=== DOCUMENT EXTRACT ===
=======

And the hypocrisy doesn’t stop there. During his recent trip to Israel, Mr. Romney proclaimed the following:

“Do you realize what health care spending is as a percentage of the G.D.P. in Israel? Eight percent. You spend eight percent of G.D.P. on health care. You’re a pretty healthy nation. We spend 18 percent of our G.D.P. on health care, 10 percentage points more. That gap, that 10 percent cost, compare that with the size of our military — our military which is 4 percent, 4 percent. Our gap with Israel is 10 points of G.D.P. We have to find ways — not just to provide health care to more people, but to find ways to fund and manage our health care costs.”

Mr. Romney, at least when he finds himself outside of our own country, is quite enamored with a health care system whose strong government influence has driven down costs. As Ezra Klein reports in the WaPo:

“Israel created a national health care system in 1995, largely funded through payroll and general tax revenue. The government provides all citizens with health insurance: They get to pick from one of four competing, nonprofit plans. Those insurance plans have to accept all customers—including people with pre-existing conditions—and provide residents with a broad set of government-mandated benefits.”

=======

=== PROVIDED DATA ===
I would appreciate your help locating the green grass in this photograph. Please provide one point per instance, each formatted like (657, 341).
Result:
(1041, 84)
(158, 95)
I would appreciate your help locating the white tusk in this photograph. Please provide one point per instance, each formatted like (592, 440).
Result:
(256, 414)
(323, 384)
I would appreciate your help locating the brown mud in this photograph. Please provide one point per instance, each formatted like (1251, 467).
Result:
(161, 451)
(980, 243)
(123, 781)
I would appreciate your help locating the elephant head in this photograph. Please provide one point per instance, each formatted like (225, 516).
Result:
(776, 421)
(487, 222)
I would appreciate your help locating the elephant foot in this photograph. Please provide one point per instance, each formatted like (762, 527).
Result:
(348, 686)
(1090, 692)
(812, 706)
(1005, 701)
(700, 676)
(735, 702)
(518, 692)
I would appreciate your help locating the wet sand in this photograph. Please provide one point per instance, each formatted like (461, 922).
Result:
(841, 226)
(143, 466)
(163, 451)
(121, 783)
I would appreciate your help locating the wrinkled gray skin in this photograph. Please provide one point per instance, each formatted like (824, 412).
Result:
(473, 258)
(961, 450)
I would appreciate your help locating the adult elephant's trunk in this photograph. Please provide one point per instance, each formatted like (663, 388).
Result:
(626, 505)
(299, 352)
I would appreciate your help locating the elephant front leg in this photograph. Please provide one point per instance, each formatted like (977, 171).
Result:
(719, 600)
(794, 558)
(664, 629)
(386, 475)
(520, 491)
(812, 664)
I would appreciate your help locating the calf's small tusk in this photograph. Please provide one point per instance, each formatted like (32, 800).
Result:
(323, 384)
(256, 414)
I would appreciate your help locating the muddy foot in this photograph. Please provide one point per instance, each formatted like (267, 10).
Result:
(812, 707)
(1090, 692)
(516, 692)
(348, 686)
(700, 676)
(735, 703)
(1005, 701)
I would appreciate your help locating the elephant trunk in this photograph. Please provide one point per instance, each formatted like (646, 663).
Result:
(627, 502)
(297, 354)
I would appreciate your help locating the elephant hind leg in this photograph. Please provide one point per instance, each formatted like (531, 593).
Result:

=======

=== INSTRUCTIONS FOR THE TASK ===
In the text on Mr. Romney and Israel's health care, how many competing nonprofit plans can Israeli citizens choose from?

=== WRITTEN ANSWER ===
Four.